TRAVAIL DEMANDÉ.
Recopiez, s'il vous plaît, le passage de l'extrait sur l'écoute des agriculteurs en commençant par « Mais il faut » et en continuant jusqu'à « souhaite en finir. ».
┌─ EXTRAIT SOURCE
En tant qu’« écoutant », il ne faut pas avoir peur des conversations que l’on ne maîtrise pas toujours. L’écoutant permet déjà à l’agriculteur de pouvoir s’entendre lui-même. Mettre des mots sur des maux libère et soulage la personne qui vit une situation dégradée.

Mais il faut aller au-delà de l’écoute : interroger l’organisation du travail, les conditions et les pratiques de réalisation du travail, le soutien des pairs. Proposer une vraie réflexion sur le système global plutôt qu’une réponse isolée à un problème posé. Et ainsi ne pas prendre le risque que les difficultés s’installent et s’accumulent.

Oser en parler

L’accumulation des problèmes, c’est justement ce qui est arrivé à Laurent Cailleau, installé à Chauvigny en polyculture-élevage. Il a 50 vaches limousines et 80 ha. En 2012, il cumule les difficultés personnelles et financières (un prêt de 250 000 € qu’il ne peut rembourser). Il désespère et souhaite en finir.
└─
┌─ ENTRÉES AFFICHÉES
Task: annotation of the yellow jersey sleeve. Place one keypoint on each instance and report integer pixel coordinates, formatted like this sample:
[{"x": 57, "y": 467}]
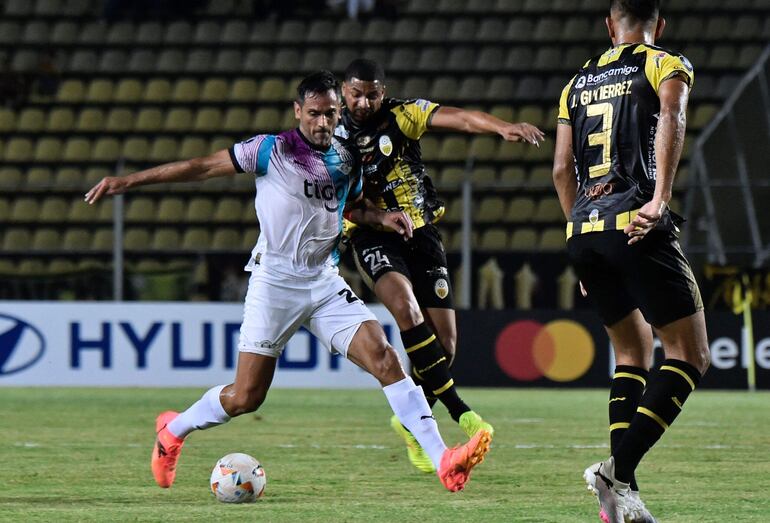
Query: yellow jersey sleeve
[
  {"x": 661, "y": 66},
  {"x": 412, "y": 117},
  {"x": 563, "y": 110}
]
└─
RÉPONSE.
Mais il faut aller au-delà de l’écoute : interroger l’organisation du travail, les conditions et les pratiques de réalisation du travail, le soutien des pairs. Proposer une vraie réflexion sur le système global plutôt qu’une réponse isolée à un problème posé. Et ainsi ne pas prendre le risque que les difficultés s’installent et s’accumulent.

Oser en parler

L’accumulation des problèmes, c’est justement ce qui est arrivé à Laurent Cailleau, installé à Chauvigny en polyculture-élevage. Il a 50 vaches limousines et 80 ha. En 2012, il cumule les difficultés personnelles et financières (un prêt de 250 000 € qu’il ne peut rembourser). Il désespère et souhaite en finir.